--- DESCRIPTION OF THE TASK ---
Reproduce everything from "Doctoral training has" down to "the doctoral research projects." in the passage below on doctoral training and university–industry links.

--- TEXT PASSAGE ---
Thus, there is evidence in the literature that faculty members who have greater social network assets are more successful in building collaboration with industry. Industry seeks academic knowledge and talent through these links. Doctoral students and post-doctoral researchers might benefit form training through projects with industrial involvement as it may provide them with earlier industrial contact that might not only be useful for their initial employment, but also have positive effects throughout their careers.

3 Research training in the university–industry interface

Doctoral training has always been one of the vital aspects of higher education. Doctoral researchers are, one the one hand, producing academic knowledge, and, on the other hand, receiving research training as competent researchers. Their research training and hence competences are often defined through the doctoral research projects.

The nature of doctoral research is closely linked to the funding mechanism of academic research. Any change in science policy could redefine the landscape of doctoral research projects. Returning to the UK case, the changes reported in Sect. 2 above are also reflected in changing views on academic training. The 1997 Dearing ReportFootnote 2 (HMSO 1997) clearly stated the need to replace the rationale for academic research training in order to “promote the power of mind…” or to “search for truth…” (p. 71) outlined in the earlier White Paper on higher education, i.e. the 1963 Robbins Report, with objectives to “increase knowledge and understanding both for their own sake and for their practical applications” to “serve the needs of a knowledge-based economy” (p. 72).

--- PROVIDED INFORMATION ---
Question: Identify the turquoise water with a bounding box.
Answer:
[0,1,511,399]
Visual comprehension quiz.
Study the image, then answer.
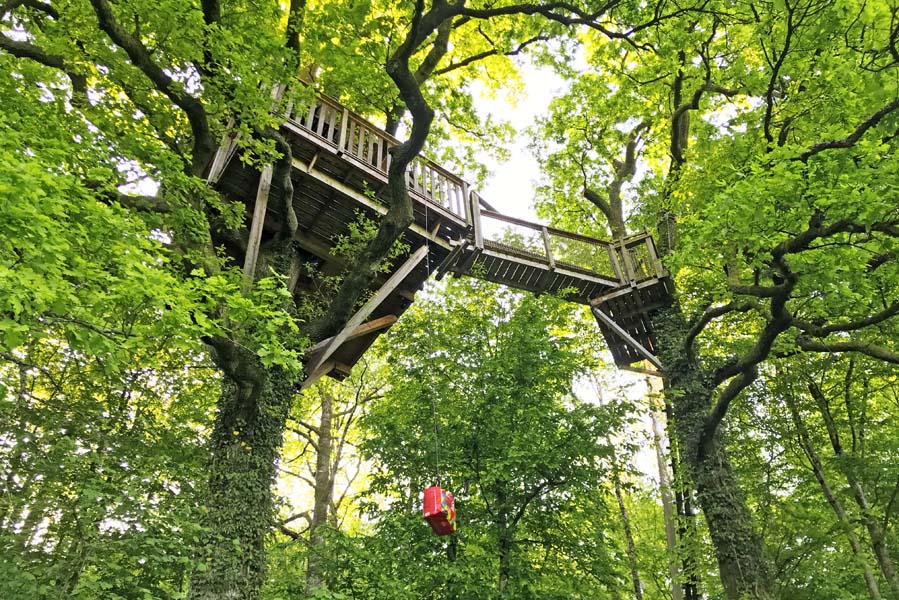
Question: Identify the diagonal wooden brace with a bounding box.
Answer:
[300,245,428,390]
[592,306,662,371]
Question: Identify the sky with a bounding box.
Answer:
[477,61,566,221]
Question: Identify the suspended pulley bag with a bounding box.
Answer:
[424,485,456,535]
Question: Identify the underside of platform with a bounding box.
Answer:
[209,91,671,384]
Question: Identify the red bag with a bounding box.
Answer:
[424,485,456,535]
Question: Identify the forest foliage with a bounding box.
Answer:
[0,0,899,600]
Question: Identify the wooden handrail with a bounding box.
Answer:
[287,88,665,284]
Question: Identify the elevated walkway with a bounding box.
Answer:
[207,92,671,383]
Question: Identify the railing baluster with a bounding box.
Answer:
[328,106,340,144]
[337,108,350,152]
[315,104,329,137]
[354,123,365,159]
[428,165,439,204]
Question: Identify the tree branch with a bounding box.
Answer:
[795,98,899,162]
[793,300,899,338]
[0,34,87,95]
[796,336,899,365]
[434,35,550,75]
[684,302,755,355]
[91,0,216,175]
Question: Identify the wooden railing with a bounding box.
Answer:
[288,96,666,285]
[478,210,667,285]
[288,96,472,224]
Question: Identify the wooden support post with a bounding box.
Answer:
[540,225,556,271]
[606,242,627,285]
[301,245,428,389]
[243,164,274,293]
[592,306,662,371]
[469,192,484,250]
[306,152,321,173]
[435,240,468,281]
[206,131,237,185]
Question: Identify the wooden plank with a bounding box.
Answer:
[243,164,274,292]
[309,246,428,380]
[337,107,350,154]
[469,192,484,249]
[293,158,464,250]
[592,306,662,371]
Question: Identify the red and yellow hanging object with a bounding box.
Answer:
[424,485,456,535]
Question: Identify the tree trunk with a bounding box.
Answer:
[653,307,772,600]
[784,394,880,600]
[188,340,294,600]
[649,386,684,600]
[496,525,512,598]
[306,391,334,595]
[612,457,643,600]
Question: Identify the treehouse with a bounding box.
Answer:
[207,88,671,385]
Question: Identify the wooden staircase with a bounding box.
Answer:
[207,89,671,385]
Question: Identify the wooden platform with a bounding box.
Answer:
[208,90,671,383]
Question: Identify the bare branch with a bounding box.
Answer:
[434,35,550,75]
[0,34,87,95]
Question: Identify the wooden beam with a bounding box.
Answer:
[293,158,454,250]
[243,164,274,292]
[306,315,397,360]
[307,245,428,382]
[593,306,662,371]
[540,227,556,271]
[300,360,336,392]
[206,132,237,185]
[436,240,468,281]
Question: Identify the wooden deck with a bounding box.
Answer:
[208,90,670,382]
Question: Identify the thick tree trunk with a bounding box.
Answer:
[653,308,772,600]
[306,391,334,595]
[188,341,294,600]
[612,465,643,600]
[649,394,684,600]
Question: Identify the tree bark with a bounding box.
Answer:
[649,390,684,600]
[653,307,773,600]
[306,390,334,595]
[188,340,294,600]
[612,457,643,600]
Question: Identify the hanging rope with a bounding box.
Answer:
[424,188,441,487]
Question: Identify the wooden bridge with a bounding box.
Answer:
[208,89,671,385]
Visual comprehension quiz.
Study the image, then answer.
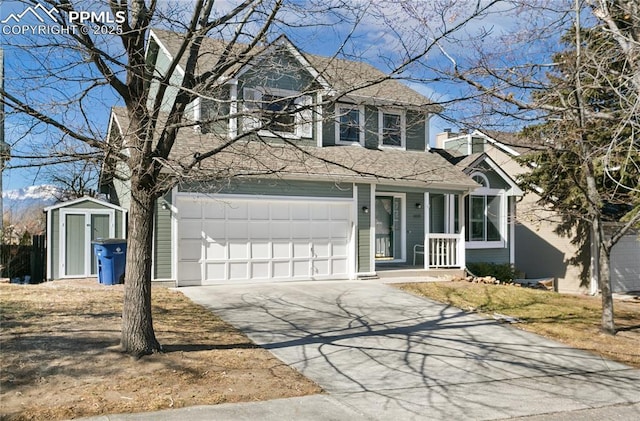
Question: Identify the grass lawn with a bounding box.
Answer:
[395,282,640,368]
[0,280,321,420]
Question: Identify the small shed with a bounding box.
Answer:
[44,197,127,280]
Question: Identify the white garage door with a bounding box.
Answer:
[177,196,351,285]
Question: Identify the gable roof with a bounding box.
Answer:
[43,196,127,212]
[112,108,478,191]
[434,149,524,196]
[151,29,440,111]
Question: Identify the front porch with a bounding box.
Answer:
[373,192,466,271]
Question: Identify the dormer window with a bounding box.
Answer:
...
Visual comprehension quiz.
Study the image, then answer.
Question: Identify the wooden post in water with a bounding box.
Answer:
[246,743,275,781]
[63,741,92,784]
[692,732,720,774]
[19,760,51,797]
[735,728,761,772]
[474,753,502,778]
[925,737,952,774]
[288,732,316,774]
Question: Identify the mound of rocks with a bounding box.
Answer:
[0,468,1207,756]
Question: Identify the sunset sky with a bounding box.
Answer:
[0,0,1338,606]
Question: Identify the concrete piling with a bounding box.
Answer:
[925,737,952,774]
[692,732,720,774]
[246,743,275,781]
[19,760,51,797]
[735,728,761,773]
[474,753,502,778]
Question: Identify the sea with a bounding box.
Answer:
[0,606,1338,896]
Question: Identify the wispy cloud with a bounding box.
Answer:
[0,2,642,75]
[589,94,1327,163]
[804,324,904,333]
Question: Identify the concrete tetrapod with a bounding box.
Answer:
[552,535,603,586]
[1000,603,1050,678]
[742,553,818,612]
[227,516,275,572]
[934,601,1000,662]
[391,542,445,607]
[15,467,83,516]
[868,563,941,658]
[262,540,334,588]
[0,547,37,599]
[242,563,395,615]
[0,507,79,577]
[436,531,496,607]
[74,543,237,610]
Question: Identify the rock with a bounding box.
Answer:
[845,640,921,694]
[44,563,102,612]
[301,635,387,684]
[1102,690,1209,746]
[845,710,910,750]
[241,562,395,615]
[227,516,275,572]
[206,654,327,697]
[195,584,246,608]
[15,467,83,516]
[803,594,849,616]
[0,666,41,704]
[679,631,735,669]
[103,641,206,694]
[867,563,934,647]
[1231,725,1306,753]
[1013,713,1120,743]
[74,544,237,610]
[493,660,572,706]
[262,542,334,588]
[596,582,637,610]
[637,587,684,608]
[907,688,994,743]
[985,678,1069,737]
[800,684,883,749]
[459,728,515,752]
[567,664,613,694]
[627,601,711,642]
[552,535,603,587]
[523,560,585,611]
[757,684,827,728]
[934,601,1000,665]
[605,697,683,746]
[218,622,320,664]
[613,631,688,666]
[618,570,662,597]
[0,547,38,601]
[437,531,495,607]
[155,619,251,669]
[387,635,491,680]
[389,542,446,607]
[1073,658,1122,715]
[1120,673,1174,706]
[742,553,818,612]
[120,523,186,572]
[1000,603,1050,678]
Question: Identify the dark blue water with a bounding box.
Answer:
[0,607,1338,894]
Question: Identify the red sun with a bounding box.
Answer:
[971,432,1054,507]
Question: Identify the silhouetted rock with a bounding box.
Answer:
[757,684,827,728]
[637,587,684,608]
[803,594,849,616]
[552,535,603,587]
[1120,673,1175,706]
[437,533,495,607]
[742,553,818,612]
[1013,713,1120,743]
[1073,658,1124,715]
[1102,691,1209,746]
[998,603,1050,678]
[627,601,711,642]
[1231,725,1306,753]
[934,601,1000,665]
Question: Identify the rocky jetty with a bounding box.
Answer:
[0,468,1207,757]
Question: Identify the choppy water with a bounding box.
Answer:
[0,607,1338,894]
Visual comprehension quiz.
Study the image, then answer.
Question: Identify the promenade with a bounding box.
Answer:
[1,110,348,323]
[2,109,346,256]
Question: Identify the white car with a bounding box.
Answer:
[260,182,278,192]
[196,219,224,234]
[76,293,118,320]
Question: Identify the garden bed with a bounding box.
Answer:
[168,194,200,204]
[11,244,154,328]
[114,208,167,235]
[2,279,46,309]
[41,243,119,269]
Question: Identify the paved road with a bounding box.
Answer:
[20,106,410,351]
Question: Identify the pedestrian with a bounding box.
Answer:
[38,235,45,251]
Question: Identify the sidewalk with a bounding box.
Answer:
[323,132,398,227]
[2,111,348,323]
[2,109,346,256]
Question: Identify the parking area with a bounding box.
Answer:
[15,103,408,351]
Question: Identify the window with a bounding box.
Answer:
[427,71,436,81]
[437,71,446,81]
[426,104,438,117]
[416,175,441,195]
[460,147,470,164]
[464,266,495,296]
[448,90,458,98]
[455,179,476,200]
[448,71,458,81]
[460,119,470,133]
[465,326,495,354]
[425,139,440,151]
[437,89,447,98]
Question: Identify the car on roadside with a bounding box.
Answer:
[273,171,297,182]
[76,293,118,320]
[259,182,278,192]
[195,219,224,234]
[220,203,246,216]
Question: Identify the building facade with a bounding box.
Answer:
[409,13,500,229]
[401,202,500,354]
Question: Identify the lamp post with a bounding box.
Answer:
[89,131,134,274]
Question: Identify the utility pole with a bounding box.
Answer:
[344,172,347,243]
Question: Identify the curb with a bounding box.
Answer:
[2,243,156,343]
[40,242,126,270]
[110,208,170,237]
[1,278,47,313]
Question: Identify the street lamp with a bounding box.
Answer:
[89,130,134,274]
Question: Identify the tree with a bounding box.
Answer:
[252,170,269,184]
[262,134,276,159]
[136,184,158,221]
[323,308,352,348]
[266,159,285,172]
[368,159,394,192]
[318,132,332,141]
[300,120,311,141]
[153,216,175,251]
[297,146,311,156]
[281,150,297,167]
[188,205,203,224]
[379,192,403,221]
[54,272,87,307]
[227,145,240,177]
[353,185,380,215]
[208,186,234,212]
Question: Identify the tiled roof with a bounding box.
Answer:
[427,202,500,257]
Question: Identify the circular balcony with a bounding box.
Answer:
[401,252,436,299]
==
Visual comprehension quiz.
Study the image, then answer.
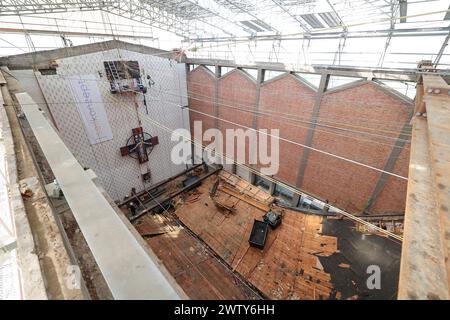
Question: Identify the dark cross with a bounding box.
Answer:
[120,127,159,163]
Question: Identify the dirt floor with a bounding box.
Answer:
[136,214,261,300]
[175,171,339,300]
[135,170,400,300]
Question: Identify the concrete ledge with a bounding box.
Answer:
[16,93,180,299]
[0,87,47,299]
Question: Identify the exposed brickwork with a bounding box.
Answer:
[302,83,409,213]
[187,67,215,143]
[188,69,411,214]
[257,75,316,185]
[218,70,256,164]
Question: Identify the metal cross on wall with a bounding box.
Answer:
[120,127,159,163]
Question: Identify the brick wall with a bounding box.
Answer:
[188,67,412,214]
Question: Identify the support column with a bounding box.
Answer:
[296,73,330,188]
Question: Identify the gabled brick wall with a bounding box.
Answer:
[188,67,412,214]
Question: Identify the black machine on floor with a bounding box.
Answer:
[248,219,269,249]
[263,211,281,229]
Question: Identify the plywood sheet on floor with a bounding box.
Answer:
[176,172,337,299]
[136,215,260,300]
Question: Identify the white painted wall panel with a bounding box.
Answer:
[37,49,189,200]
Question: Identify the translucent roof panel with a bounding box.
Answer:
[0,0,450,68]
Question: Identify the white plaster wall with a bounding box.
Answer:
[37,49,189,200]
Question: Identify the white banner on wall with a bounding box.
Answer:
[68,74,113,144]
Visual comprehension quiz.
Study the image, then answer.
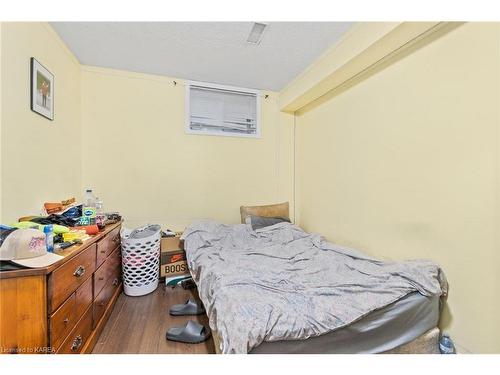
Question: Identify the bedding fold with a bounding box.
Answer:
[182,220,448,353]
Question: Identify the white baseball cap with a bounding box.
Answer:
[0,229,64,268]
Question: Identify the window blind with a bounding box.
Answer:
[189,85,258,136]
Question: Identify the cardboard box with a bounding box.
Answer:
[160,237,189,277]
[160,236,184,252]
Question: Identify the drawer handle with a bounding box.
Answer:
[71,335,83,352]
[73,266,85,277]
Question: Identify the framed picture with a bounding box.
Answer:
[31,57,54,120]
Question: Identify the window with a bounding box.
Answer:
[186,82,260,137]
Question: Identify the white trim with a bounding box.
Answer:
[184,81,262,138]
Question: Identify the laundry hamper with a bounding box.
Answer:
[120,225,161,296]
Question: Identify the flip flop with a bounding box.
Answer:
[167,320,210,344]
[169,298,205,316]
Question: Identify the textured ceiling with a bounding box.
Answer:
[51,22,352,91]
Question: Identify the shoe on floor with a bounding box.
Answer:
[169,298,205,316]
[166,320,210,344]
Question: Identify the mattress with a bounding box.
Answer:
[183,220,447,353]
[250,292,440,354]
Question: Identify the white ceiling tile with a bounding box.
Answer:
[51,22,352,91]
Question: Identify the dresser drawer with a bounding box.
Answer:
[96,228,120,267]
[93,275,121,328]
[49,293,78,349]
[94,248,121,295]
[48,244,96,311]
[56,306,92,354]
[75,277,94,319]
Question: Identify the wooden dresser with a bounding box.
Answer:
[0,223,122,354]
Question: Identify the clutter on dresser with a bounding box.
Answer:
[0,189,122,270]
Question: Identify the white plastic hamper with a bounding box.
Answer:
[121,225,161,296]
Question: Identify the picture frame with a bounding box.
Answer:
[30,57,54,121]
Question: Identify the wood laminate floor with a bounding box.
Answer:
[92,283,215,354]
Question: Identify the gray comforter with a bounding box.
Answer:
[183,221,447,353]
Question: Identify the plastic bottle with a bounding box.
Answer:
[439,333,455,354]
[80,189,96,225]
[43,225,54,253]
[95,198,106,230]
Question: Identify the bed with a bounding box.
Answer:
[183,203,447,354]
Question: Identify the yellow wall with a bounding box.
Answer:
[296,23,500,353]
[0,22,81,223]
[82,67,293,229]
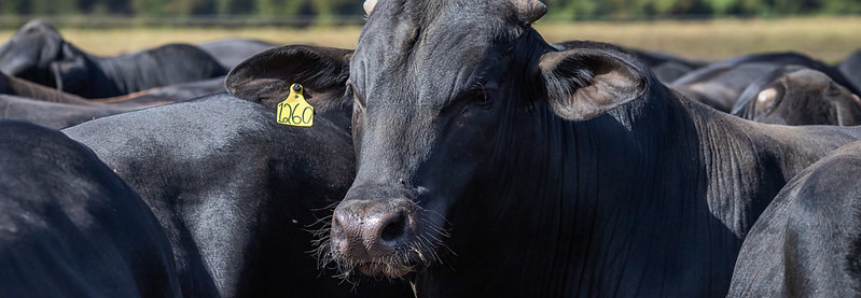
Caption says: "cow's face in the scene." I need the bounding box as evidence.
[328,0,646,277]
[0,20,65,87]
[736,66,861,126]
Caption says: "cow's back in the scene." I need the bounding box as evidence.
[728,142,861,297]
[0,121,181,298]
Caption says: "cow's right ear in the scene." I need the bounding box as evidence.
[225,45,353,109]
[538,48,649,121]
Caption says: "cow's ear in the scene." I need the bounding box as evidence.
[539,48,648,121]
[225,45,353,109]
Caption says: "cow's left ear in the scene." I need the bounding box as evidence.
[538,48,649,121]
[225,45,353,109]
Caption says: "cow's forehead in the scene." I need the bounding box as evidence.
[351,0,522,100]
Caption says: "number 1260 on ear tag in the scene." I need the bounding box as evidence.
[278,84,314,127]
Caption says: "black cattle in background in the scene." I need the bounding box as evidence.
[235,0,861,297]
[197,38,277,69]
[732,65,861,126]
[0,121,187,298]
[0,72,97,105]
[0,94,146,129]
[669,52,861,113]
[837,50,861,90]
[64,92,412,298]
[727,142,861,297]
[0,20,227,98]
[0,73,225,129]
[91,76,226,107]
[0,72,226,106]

--- SOLUTION TO THIS PROBLEM ---
Doctoral training has always been one of the vital aspects of higher education. Doctoral researchers are, one the one hand, producing academic knowledge, and, on the other hand, receiving research training as competent researchers. Their research training and hence competences are often defined through the doctoral research projects.